- **Source passage**:
%%
But the problem is not that of
merely employing more people, it is the employment of people in industries
where they are most needed. Thus it was necessary to take care that in certain
industries there was no diminishment of the labor supply. A law was passed
recently which makes any change in employment dependent on the approval of the
labor office. This law applies to the following branches and industries:
agriculture, forestry, mining (excepting coal mining), chemical industry,
building industry, building material industry, iron and metal industry. By this
the German government hopes that in these important branches the especially
urgent needs of the state will be covered.
Increase of production.
If you were to ask me what
success has been achieved in the sphere of production regulation, I could not
do better than to give you a few figures which will show you the extent of the
increase of production in Germany. Total industrial production in Germany is
today 144 % greater than in 1932. Even the peak year of 1929 was exceeded as
early as 1936, while today about 30 % more industrial goods are produced than
in 1929. The production of capital goods has risen much more strongly than has
the production of consumption goods, being now four times as great as in 1932
and more than one and a half times as great as in 1929.
Progress in the field of
domestic raw material production has been even greater. Iron ore production has
risen from an average of 843,000 n metric tons for the first 3 months of 1938
to 1,226,000 metric tons in the first three months of 1939. This means an
increase of 45%. Furthermore, there has been great progress in domestic oil
production. In 1938, staple fibre production has reached 155,000 metric tons as
compared with 5,400 metric tons in 1933 and 102,000 metric tons in 1937.
Consumption policy.
A number of measures of
production regulations, namely all those which affect production of consumption
goods, also influence consumption. When, for example, in the interest of a
sufficient bread supply it is decreed that all bread should contain a certain
amount of maize flour, this is felt by each individual consumer. (Incidentally,
in view of the good harvest, this particular measure was abolished on October
1st, 1938.) The same is true of the changes in the textile field and in other
fields where the new synthetic materials are gaining a foothold.
%%
- **Things to do**:
**1)** In the passage on German economic policy, how much greater than in 1932 is Germany's total industrial production said to be?
**2)** Carry on the passage on German economic policy, starting right after its final sentence.

Excerpts from location labeling data:
%%
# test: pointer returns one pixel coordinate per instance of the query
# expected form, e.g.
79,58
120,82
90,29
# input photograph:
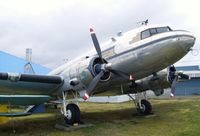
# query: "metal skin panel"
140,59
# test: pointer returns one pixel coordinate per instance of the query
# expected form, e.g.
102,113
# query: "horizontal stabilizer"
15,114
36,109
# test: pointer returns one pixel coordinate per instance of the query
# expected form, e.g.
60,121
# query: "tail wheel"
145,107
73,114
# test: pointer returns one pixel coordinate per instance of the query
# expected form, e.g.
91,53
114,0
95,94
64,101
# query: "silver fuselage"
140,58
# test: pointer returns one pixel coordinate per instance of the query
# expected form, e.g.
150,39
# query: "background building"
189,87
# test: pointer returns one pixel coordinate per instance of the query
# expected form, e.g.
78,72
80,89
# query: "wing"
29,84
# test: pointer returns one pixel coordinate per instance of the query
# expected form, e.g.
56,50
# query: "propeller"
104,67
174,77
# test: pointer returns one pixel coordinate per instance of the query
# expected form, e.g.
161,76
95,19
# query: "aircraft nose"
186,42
%%
%%
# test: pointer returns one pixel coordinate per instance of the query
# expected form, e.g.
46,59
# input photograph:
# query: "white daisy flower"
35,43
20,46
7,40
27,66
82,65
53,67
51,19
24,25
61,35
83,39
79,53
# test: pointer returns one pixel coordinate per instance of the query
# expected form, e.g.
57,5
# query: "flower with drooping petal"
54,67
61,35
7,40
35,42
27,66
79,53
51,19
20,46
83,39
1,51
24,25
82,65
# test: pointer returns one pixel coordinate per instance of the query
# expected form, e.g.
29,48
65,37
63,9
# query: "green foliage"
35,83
%%
- **Answers for the exercise**:
**1)** 144% greater.

**2)**
The idea of „consumption
regulation“ is undoubtedly something completely new to you. In the economic
textbooks and handbooks nothing will be found on this subject. Of course, the
fact that -- contrary to general belief -- man cannot consume what he desires,
is as old as the hills. And even today in the modern economic systems the
individual is subjected to many restrictions in his consumption.
In the Middle Ages there were
strict provisions as to the clothing worn by the various classes. The
Mercantile countries, that is, the countries of the 17th and 18th centuries,
restricted consumption for economic reasons, mainly in order to stimulate home
industry and to cut down imports. And if you consider your own position you
will find none or only a few restrictions in your consumption as the result of
State action (you will remember of course the days of prohibition!), but you
will probably find great restrictions in consumption as the result of custom,
fashion, habit, social viewpoint and, last but not least, industrial
production.
It would probably be very hard
for you to secure outside the six to eight different forms of straw hats to be
found in almost every shop, one which was especially light and comfortable and
in a form designed by yourself. This is nowhere manufactured and it would be
hard for you to find someone to make you a straw hat according to your own
design and measure. Industrial hat production, which is rationally based on
machine production of hats, will certainly not do it. While on the subject of
hats, it would be impossible for you to walk around in America, in a round
plate-like felt hat, instead of the usual form of felt hat, without being
laughed off the street, for that would be contrary to American custom and
habit. And finally the fact that each family must spend a certain part of its
income on food, the amount being in inverse proportion to the income, is most
certainly a restriction of freedom of consumption which weighs quite heavily on
the individual.
As you can see, complete
freedom of consumption is a rather doubtful matter. Once you have realized
this, it will no longer seem absurd to you when I speak of government
consumption regulation. In the authoritarian states, a direction of consumption
forms part of the totalitarian claim of the State, which subordinates the
individual to the higher needs of the nation.
The aim of consumption policy
in Germany is to increase consumption and thus raise the standard of living of
the entire nation, -- especially that of the working class -- to adjust
consumption to production and to regulate consumption along National-Socialist lines.
The aims of consumption regulation are partly of a political nature and partly
determined by the economic situation.
It is far harder to regulate
consumption than it is to regulate anything else in economy. For every measure
of consumption policy affects the largest unit, the entire population. A decree
concerning the iron ore producing industry affects only a few hundred firms.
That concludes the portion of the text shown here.